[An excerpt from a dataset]
## start

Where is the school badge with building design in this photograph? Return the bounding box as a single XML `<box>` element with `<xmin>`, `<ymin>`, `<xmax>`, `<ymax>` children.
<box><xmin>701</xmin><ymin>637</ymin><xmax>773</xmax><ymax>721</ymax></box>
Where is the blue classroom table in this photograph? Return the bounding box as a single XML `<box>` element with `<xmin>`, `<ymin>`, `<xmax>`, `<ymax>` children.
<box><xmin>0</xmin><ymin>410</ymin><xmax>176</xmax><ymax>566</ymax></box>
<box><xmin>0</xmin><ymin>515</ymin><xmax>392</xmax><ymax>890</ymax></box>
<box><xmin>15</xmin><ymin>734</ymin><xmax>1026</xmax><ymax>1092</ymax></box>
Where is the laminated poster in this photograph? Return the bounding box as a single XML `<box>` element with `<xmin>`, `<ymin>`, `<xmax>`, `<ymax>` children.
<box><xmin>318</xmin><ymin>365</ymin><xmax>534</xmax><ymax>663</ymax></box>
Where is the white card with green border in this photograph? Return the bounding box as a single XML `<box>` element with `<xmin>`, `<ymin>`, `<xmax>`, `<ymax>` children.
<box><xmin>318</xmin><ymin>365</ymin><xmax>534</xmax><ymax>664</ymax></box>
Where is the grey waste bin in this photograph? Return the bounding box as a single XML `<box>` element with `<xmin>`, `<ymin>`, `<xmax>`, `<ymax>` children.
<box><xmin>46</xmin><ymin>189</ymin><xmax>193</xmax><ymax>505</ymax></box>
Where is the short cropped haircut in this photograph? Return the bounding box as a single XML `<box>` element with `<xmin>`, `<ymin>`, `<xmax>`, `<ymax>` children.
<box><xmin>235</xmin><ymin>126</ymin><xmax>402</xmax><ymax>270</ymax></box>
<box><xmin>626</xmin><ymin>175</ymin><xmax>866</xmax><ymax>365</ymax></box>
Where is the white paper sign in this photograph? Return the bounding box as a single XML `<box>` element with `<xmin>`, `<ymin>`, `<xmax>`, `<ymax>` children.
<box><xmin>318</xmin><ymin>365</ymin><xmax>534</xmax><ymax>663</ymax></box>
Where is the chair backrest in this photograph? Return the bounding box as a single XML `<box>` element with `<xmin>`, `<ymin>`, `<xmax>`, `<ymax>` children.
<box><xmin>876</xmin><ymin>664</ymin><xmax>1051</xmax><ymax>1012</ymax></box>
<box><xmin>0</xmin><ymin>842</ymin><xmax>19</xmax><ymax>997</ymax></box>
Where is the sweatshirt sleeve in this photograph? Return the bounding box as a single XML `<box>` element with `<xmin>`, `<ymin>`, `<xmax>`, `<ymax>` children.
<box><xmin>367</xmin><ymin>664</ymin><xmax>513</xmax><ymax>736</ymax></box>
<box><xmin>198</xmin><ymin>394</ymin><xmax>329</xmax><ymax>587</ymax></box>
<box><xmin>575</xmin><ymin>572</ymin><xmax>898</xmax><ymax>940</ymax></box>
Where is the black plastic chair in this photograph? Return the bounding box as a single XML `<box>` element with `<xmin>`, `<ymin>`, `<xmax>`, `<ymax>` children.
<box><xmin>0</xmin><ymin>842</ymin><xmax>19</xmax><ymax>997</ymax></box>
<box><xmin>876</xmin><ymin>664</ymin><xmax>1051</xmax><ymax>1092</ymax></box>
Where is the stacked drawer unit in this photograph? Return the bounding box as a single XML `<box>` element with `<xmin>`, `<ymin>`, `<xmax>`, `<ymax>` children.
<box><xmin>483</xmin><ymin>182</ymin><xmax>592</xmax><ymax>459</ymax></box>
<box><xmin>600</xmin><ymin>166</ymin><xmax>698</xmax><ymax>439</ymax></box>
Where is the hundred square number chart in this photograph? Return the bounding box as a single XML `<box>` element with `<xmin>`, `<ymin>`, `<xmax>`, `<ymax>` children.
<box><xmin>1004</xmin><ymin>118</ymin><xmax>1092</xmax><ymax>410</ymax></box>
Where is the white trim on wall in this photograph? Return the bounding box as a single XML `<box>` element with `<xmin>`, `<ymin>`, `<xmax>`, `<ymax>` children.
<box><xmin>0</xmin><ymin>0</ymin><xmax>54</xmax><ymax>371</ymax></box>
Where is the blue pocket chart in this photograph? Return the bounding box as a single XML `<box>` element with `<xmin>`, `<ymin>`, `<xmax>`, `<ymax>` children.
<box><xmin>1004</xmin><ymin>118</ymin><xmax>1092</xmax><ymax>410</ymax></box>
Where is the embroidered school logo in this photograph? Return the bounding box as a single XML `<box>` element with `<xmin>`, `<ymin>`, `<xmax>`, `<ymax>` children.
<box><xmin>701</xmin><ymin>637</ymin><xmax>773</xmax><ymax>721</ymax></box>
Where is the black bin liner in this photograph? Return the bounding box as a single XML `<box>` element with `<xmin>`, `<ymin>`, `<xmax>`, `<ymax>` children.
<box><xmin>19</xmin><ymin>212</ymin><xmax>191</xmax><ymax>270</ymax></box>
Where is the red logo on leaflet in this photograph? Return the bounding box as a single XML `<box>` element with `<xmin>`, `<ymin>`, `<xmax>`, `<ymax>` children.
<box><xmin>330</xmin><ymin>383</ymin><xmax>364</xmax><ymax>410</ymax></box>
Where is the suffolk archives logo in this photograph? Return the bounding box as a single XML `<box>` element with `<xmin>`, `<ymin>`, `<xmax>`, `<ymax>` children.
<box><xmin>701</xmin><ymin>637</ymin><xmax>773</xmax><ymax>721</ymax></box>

## end

> **PROBLEM TO SOLVE**:
Tally how many lines of the material above contain the string "chair", with case counting, and give only the number.

> **FULL SOLUTION**:
2